■ YOUR GOAL
Rewrite every one of the items below with "keypoint" swapped for "marker", keeping all other wording the same.

━━━━━━

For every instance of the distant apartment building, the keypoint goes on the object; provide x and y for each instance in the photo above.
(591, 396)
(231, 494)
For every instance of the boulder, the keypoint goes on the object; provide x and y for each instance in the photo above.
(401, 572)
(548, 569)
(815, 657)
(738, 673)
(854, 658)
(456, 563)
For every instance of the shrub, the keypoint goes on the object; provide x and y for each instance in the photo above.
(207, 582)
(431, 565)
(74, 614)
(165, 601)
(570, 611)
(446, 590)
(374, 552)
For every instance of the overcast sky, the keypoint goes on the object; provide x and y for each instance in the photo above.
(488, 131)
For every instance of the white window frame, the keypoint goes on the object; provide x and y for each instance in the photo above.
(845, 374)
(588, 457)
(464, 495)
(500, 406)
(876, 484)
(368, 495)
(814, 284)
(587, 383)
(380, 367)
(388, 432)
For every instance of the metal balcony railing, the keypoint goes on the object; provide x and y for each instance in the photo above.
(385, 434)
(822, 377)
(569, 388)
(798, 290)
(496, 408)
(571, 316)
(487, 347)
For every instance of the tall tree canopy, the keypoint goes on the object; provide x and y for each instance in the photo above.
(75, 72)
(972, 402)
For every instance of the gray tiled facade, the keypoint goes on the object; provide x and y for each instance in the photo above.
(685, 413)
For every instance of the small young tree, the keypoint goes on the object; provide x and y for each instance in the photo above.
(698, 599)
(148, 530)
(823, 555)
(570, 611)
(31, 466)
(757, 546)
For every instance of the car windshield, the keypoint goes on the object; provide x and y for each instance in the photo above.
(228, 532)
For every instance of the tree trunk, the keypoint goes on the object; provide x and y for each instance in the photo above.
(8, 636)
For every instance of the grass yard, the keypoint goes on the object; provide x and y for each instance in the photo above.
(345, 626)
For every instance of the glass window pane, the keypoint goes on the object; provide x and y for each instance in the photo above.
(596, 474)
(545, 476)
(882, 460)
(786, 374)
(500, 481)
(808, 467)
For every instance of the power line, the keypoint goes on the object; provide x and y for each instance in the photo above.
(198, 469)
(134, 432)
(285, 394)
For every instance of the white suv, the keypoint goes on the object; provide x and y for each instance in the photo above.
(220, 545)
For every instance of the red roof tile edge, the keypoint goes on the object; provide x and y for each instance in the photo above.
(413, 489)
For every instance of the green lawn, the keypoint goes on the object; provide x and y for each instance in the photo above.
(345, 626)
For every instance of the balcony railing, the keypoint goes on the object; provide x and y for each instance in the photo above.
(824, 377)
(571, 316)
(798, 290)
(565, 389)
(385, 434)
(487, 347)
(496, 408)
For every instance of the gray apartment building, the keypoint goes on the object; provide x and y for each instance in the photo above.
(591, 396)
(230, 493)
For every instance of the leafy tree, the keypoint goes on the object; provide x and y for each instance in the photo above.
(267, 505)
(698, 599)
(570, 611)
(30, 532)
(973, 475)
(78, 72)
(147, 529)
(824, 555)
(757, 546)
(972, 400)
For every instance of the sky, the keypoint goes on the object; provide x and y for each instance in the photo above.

━━━━━━

■ COMPLETE ANSWER
For every instance of the distant apartment building, the marker goes on the object; provide x and y for each instance in the photo above.
(591, 396)
(231, 494)
For every instance of the boulder, the marker goes on the object; provide x and y for each instance in the photo above.
(401, 572)
(548, 569)
(815, 657)
(738, 673)
(854, 658)
(456, 563)
For every instance of the shrub, the marker goes on the object; provide x and y for each instance in the photo above.
(207, 582)
(431, 565)
(74, 614)
(165, 601)
(570, 611)
(446, 590)
(374, 552)
For every instance of the overcast sky, the marker goes on the object; provide x and y for each instance in the photo above.
(488, 131)
For every instance of the white window frame, the marker goes on the object; provide x and y for each instance in the photo above.
(845, 374)
(588, 457)
(464, 495)
(500, 406)
(876, 484)
(368, 495)
(814, 284)
(587, 383)
(380, 367)
(388, 432)
For every instance of the metal balcony railing, the marker goes on the object; provide x and y for each instance in the photo above.
(385, 434)
(822, 377)
(569, 388)
(798, 290)
(496, 408)
(571, 316)
(487, 347)
For every instance of the tall tree canopy, the marker goes on the object; provide x and y for each instance in the photo above.
(75, 72)
(972, 402)
For every instance of the gray tiled facade, the marker goes on the object; provide x and y for each instance in the photo above.
(685, 413)
For every instance of the small young tree, the marker goes on the object; provide x and y for each instance in the photo above.
(698, 599)
(148, 530)
(823, 555)
(570, 611)
(31, 466)
(757, 546)
For every instance of the car windshield, the marker goes on the object; provide x and y for each instance in the photo above.
(228, 532)
For every instance of the tree trunk, the marker goes on the object; provide x and y for each instance in the photo above.
(8, 636)
For every instance of the grass yard, the marker goes on the object; provide x and y for each instance in the photo above.
(345, 626)
For every instance of the glass window pane, the marker goes on the object; provide x and y for each instance in the photo above.
(596, 474)
(545, 476)
(882, 460)
(786, 374)
(500, 481)
(808, 467)
For every instance of the power line, the marker goes on the object; provide x and y for each instance in the photo above.
(198, 469)
(134, 432)
(285, 394)
For every instance of the white suv, the marker goes on the object; provide x and y for each instance in the photo above.
(220, 545)
For every instance of the red roof tile edge, the marker goes on the object; provide x and y for each instance in the photo above.
(413, 489)
For every instance of the green lawn, the marker goes on the object; provide x and y for each instance in the photo above.
(345, 626)
For every instance of the balcony railing, the marker goes on the object; provide x and y for each instance in the photo above.
(824, 377)
(571, 316)
(798, 290)
(565, 389)
(385, 434)
(487, 347)
(496, 408)
For every instance of the gray apartment building, the marker goes on the object; provide x and y for each instance in the photo above.
(591, 396)
(230, 493)
For every instance of the leafy tree, the marker goes on the object; provide x and y for each instance in the photo above.
(267, 505)
(698, 599)
(570, 611)
(30, 532)
(973, 475)
(78, 72)
(147, 529)
(824, 555)
(757, 546)
(972, 400)
For every instance of the sky, the marker goes on the object; provide x and y for each instance in the photo above.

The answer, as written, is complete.